### Work order:
Repeat the entries that appear below, exactly and in full.

### Dataset records:
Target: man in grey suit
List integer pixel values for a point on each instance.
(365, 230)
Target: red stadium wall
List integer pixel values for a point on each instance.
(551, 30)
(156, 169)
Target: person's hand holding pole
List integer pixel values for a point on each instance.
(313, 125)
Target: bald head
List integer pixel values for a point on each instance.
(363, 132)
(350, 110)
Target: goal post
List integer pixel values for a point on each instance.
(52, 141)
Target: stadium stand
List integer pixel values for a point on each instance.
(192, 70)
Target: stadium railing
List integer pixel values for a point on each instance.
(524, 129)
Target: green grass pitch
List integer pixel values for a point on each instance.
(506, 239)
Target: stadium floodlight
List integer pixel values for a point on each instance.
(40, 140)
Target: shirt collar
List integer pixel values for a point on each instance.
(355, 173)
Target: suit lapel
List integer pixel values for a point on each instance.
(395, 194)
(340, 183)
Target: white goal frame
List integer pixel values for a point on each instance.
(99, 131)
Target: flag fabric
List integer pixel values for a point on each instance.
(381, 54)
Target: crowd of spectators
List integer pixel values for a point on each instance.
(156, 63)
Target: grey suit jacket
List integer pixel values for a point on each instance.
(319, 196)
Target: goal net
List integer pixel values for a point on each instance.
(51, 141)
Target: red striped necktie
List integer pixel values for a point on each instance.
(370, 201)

### Response area:
Target: man in grey suit
List integer pixel values for a point on each instance.
(365, 230)
Target: red stadium wall
List integer pixel values for a point on each instance.
(551, 30)
(156, 169)
Target: person's hand holding pole
List integer pixel values for a point on each instance.
(313, 125)
Target: bald head
List integer pixel values for a point on each instance.
(363, 132)
(350, 110)
Target: goal post
List integer pixel values for a point on each instance.
(52, 141)
Target: stadium stand
List integer pixel values for a point on each instance.
(192, 70)
Target: stadium railing
List integer pixel values for a point on each instance.
(524, 129)
Target: green grass pitch
List integer pixel values for a point on each instance.
(506, 239)
Target: stadium floodlight
List integer pixel values for a point on each instance.
(40, 140)
Target: shirt collar
List integer pixel values for a point on each instance.
(355, 173)
Target: suit lapel
List integer pixel values for a point on each instance.
(395, 194)
(340, 183)
Target: white goal frame
List integer pixel values for a point on each instance.
(99, 131)
Target: flag fabric
List integer pixel values for a point on each instance.
(381, 54)
Target: crowd of spectators
List integer pixel values for a point on each instance.
(156, 63)
Target: grey suit jacket
List integer pixel values for a point on each instance.
(319, 196)
Target: goal net
List integer pixel values for a point on each instance.
(51, 141)
Target: red striped necktie
List integer pixel values for a point on each instance.
(370, 201)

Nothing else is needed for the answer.